### Instructions for the task
Line by line, copy the records below exactly.

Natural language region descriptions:
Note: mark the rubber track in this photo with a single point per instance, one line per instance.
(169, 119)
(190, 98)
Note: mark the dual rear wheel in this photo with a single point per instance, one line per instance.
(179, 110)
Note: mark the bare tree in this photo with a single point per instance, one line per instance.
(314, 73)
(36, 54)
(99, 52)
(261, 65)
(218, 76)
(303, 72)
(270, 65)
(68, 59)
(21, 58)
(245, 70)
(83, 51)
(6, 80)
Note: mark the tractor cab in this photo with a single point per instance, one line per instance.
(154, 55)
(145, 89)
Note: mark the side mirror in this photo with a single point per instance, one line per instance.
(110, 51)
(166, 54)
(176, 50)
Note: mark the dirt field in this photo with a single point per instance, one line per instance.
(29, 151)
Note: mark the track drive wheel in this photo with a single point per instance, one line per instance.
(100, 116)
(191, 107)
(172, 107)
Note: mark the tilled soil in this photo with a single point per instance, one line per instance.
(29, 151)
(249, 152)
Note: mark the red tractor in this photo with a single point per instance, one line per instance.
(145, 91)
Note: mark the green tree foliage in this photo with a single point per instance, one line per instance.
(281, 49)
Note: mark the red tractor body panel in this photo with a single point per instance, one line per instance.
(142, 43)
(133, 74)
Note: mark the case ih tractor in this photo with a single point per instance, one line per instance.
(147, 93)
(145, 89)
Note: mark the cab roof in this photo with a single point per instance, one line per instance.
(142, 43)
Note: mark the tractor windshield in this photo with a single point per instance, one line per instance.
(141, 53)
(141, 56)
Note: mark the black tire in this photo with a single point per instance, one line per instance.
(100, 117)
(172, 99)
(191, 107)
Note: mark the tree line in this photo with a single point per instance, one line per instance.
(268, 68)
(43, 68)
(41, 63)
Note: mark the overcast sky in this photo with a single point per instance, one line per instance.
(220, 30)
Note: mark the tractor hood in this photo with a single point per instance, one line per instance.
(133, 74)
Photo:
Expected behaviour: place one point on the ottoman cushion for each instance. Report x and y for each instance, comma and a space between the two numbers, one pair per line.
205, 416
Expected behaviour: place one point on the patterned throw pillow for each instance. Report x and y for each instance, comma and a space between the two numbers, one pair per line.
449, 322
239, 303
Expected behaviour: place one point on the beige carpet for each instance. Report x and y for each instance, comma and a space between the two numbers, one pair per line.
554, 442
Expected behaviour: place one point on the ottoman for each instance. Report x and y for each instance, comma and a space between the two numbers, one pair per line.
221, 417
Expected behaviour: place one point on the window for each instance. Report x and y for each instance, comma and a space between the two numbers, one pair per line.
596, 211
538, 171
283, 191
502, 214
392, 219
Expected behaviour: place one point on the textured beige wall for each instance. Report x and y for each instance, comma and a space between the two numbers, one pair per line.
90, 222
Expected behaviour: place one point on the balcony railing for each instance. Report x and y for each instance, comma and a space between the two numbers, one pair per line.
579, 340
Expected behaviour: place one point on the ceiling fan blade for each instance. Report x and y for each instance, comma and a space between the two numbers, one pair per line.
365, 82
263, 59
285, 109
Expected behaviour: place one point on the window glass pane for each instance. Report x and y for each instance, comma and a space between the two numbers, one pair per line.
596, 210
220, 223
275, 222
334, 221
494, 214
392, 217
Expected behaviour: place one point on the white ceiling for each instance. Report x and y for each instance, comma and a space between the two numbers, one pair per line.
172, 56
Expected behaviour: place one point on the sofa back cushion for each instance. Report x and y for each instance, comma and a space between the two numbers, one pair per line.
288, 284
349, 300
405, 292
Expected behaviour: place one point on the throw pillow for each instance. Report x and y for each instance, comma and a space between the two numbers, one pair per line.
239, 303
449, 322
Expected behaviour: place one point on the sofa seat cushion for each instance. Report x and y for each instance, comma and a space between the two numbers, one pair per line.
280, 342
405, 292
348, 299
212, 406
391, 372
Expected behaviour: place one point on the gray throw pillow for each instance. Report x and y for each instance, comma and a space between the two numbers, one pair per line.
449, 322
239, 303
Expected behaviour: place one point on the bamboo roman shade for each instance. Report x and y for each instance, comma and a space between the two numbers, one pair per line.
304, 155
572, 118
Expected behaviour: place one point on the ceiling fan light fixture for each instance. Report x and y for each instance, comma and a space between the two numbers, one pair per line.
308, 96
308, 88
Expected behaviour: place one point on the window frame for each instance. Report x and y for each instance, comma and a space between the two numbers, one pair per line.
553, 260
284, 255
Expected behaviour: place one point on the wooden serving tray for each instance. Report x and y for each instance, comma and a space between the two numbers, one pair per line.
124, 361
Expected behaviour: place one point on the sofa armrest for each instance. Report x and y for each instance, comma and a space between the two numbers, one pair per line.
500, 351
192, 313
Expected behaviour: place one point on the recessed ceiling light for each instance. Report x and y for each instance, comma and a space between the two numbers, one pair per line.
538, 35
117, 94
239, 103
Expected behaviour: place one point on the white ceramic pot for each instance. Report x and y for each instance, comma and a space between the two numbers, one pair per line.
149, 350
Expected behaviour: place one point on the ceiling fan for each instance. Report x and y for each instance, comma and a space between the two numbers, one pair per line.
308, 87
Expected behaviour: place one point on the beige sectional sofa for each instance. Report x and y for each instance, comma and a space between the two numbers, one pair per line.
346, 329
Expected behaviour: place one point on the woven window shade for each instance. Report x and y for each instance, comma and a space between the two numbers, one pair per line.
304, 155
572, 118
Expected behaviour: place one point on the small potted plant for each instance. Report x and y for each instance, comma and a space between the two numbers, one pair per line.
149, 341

### Solution
Note: mark the rubber track in this photo with a single point per instance, one line per instance.
(169, 119)
(190, 98)
Note: mark the dual rear wheel in this photo with a single point per instance, one line per instance.
(179, 110)
Note: mark the bare tree in this photo with a single point per instance, one line per instance.
(314, 73)
(36, 54)
(99, 52)
(261, 65)
(218, 76)
(303, 72)
(270, 65)
(68, 59)
(21, 58)
(245, 70)
(83, 51)
(6, 80)
Note: mark the tractor cab in this photo with a single point per instance, one line per instance.
(154, 55)
(145, 89)
Note: mark the side mirror in this photo with a single point per instance, one line per instance.
(110, 51)
(166, 54)
(176, 50)
Note: mark the dirt field in this photo with a single point per instance, one line per instance.
(29, 151)
Note: mark the track drive wheel in this photo with a single point per instance, one line per instance.
(100, 116)
(191, 107)
(172, 107)
Note: mark the tilled soil in this photo with a single point per instance, one line per instance.
(29, 151)
(249, 152)
Note: mark the red tractor in this photo with a single point per instance, one line per instance.
(145, 91)
Note: mark the green tree foliage in this photo with a single point per instance, one line per instance.
(281, 49)
Note: mark the red tractor body panel in this photo with a single point per instance, one line per instance.
(142, 43)
(133, 74)
Note: mark the case ih tractor in this photo with a single point per instance, one line per instance.
(147, 93)
(145, 89)
Note: mark the cab roof in this photo with a single point per instance, one line per instance.
(142, 43)
Note: mark the tractor windshield in this photo with a single point per instance, one line per instance.
(141, 53)
(141, 56)
Note: mark the black tire in this photo with a single point per instance, one line per instance.
(100, 117)
(172, 99)
(191, 107)
Note: mark the tree line in this photo with a single point per instance, one line per instance.
(268, 68)
(43, 68)
(41, 63)
Note: mark the overcast sky in this photo with a single point per instance, one line per instance.
(220, 30)
Note: mark the tractor hood in this photo with a single point per instance, one line per instance.
(133, 74)
Photo:
Expected behaviour: place one point on the ottoman cushion for each instance. Report x and y for each instance, comma and a space between the two numbers, one pair per line.
205, 416
Expected behaviour: place one point on the patterned throw pillow for each instance. Report x and y for each instance, comma and a space between the two numbers, one pair per line.
449, 322
239, 303
Expected behaviour: place one point on the beige carpet for each instance. Report x and y for each instance, comma and a space between the two numbers, one pair per line.
554, 442
Expected behaviour: place one point on the ottoman for each instance. Report x and y for each instance, comma and a space between the two numbers, one pair per line.
221, 417
Expected behaviour: place one point on the window for each instance. Report x and y for each instance, comma and a space between the two numbers, one pair per line.
596, 211
538, 171
283, 191
502, 214
392, 219
Expected behaviour: place one point on the textured beige wall for each instance. Report x and y for each instance, comma and a space between the two numbers, one pair per line.
90, 222
Expected behaviour: place one point on the balcony railing for each instance. Report x and y for each instance, comma and a space between the two numbers, one pair per line.
579, 340
Expected behaviour: place one point on the ceiling fan blade for each instance. Report x and y for each instance, comma and a space between the two numbers, one pair per line.
365, 82
263, 59
285, 109
Expected behaviour: place one point on the window glass pane for each instance. Report x and y for each instance, comma and a space between the two numbers, one pair per line.
596, 210
220, 223
275, 222
334, 221
494, 214
392, 217
Expected behaviour: place one point on the white ceiling for each instance. Report x and y for each instance, comma and a space between the two numbers, one pair per line.
172, 56
Expected behaviour: place one point on the sofa back cushion for each instance. Report x and y for each instance, comma and a space between the two numbers, one pair per line.
288, 284
349, 300
405, 292
Expected behaviour: place one point on the throw pillow for each instance. Report x and y for each instance, comma and a space between the two numbers, one pair per line.
239, 303
449, 322
Expected behaviour: place one point on the sofa seat cushion for each instance. Report x and y for each instance, comma and a space between the two numbers, one pair per line.
280, 342
405, 292
348, 299
212, 406
391, 372
Expected behaviour: place one point on the gray throw pillow for each instance. Report x and y for each instance, comma and a space between the two numbers, one pair per line.
449, 322
239, 303
Expected behaviour: place one point on the bamboo roman shade for each instance. Report x and y for each instance, comma and a space between the two numbers, one pair per line.
304, 155
572, 118
Expected behaviour: place one point on the ceiling fan light fixture for each instance. Report x and y for each instance, comma and a space between the two numbers, one pair per line.
308, 96
308, 88
Expected behaviour: place one point on the window frame for each instance. Report x and y for each instance, comma and a space between the two numbers, one pair per line.
553, 260
284, 255
Expected behaviour: place one point on the wooden serving tray for each instance. Report x and y for each instance, comma and a space between the two numbers, one pair per line.
124, 361
Expected behaviour: place one point on the sofa armrest for each instance. Report x and y for each instance, comma and a space between the two numbers, one pair per line.
500, 351
192, 313
Expected behaviour: place one point on the recessed ceiling light for each instance. Report x and y for each instance, comma and a space between the two numbers, one pair per line.
538, 35
117, 94
239, 103
Expected behaviour: place one point on the white ceramic pot for each instance. Report x and y for each instance, comma and a space between the two numbers, one pair per line.
149, 350
Expected behaviour: place one point on the ceiling fan for each instance. Report x and y for each instance, comma and a space between the two numbers, one pair per line.
308, 87
Expected behaviour: place one point on the beige sectional sofa for each instance. Report x and y for each instance, comma and a space between the two numbers, one pair per line.
346, 329
Expected behaviour: place one point on the woven window shade for each instance. Report x and y for each instance, comma and a space between the two numbers, one pair per line.
304, 155
572, 118
Expected behaviour: place one point on the small potted plant for each instance. Report x and y for each instance, comma and a space between the two numbers, one pair per line.
149, 341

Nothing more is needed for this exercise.